● **RECORDS SHOWN**:
==========

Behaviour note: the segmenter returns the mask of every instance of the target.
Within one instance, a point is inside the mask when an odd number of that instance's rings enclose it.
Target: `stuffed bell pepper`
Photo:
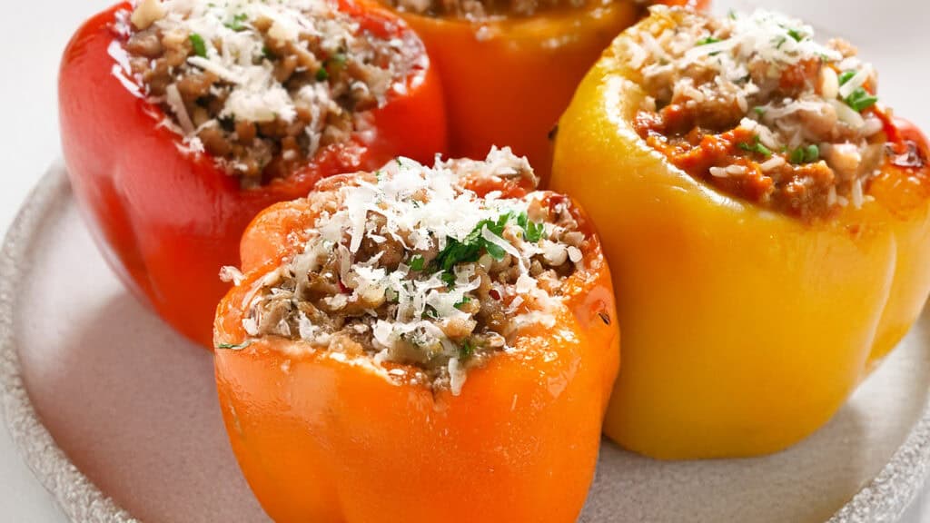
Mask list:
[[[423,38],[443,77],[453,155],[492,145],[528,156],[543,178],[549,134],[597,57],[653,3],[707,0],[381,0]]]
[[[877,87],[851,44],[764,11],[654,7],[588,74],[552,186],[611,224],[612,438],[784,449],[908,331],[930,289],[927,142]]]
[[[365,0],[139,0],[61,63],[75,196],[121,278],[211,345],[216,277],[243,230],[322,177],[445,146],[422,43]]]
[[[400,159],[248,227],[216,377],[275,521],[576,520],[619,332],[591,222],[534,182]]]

==========

● **DO THIS**:
Copy the records above word for word, leaving out the picture.

● **COMPLETE OUTPUT**:
Behaviour note: the segmenter returns the mask of every instance of the target.
Within one instance, a point is inside the mask when an odd number of that instance's rings enclose it.
Target: `stuffed bell pepper`
Photo:
Mask list:
[[[423,38],[443,77],[453,155],[492,145],[528,156],[543,178],[549,134],[597,57],[653,3],[707,0],[381,0]]]
[[[877,87],[851,44],[764,11],[654,7],[588,74],[552,186],[611,224],[612,438],[784,449],[908,331],[930,289],[927,142]]]
[[[365,0],[139,0],[61,63],[75,196],[121,278],[211,345],[216,277],[243,230],[322,177],[445,146],[422,43]]]
[[[400,159],[248,227],[216,377],[275,521],[576,520],[619,332],[591,222],[534,182]]]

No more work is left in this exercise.